JOHN BUNN: In its desperation, the city of Lakefield guaranteed a first year salary of $120,000 to any family doctor who would move to town. That's twice what a lot of big city doctors make. But even with that enticement, says Mayor Oswald, it took almost a year to find a taker.
MERLE OSWALD: We had two different doctors that were interested in coming. But their wives had come, and they just didn't care for a town of this size. So the wife ruled [? nurse ?] at that time.
JOHN BUNN: The town finally recruited a doctor from Canada, who now says he's here to stay. And the community's hospital has been restored to financial health. In having landed a doctor, Lakefield is among the lucky few in rural Minnesota.
Right now, there are an estimated 200 openings for family physicians in small Minnesota towns. And that number is growing. But very few of the abundant doctors in larger cities want to move to the country. That makes someone like Randy Rice a prized commodity.
RANDY RICE: OK, I want you to take some deep breaths. Go like this. OK.
JOHN BUNN: Rice, a University of Minnesota Medical student, is midway through an afternoon of appointments at the Ely Clinic in Northeastern Minnesota. Rice has spent nine months as an intern in Ely through a program designed to steer medical students into rural practice.
RANDY RICE: I will be done with medical school this next June. And then I will have three years of family practice, residency after that. I think rural family physicians are going into a rural family practice is a pretty open field right now. I don't see any problems finding a job.

### Listed entries
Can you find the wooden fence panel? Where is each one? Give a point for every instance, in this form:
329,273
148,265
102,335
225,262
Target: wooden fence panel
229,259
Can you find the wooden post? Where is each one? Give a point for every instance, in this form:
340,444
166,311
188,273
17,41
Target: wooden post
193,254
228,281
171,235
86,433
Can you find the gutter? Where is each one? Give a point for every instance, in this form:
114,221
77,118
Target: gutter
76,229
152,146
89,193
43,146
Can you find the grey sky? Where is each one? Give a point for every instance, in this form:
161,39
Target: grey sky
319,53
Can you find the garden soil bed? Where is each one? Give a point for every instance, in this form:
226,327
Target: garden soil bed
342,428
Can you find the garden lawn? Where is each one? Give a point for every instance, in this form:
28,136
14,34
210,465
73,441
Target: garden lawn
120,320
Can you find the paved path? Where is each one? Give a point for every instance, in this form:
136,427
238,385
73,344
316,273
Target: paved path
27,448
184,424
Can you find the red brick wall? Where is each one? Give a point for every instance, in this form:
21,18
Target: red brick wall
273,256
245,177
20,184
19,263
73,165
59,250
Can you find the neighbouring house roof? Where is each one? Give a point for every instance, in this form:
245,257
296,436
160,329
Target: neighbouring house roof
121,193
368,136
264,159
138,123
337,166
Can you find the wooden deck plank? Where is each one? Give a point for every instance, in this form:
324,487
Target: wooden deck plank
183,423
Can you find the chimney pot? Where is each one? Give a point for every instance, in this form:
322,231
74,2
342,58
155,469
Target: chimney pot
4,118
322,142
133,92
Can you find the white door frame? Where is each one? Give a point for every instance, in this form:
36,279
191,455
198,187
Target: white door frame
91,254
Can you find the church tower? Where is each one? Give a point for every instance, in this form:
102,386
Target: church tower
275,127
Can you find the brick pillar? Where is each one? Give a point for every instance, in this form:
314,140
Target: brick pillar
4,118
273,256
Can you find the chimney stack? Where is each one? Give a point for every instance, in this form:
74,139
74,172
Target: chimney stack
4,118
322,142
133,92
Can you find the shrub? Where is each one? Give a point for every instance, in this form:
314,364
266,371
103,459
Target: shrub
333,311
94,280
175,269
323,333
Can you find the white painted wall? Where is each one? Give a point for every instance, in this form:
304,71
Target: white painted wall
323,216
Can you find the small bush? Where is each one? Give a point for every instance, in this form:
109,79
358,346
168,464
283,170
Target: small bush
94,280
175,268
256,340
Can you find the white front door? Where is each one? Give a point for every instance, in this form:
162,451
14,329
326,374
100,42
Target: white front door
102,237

### What is being asked
Return the portion of the Minnesota rural doctor transcript between "JOHN BUNN: In" and "at that time.", inclusive. The lines above stand apart from the Minnesota rural doctor transcript and are separate material.

### Answer
JOHN BUNN: In its desperation, the city of Lakefield guaranteed a first year salary of $120,000 to any family doctor who would move to town. That's twice what a lot of big city doctors make. But even with that enticement, says Mayor Oswald, it took almost a year to find a taker.
MERLE OSWALD: We had two different doctors that were interested in coming. But their wives had come, and they just didn't care for a town of this size. So the wife ruled [? nurse ?] at that time.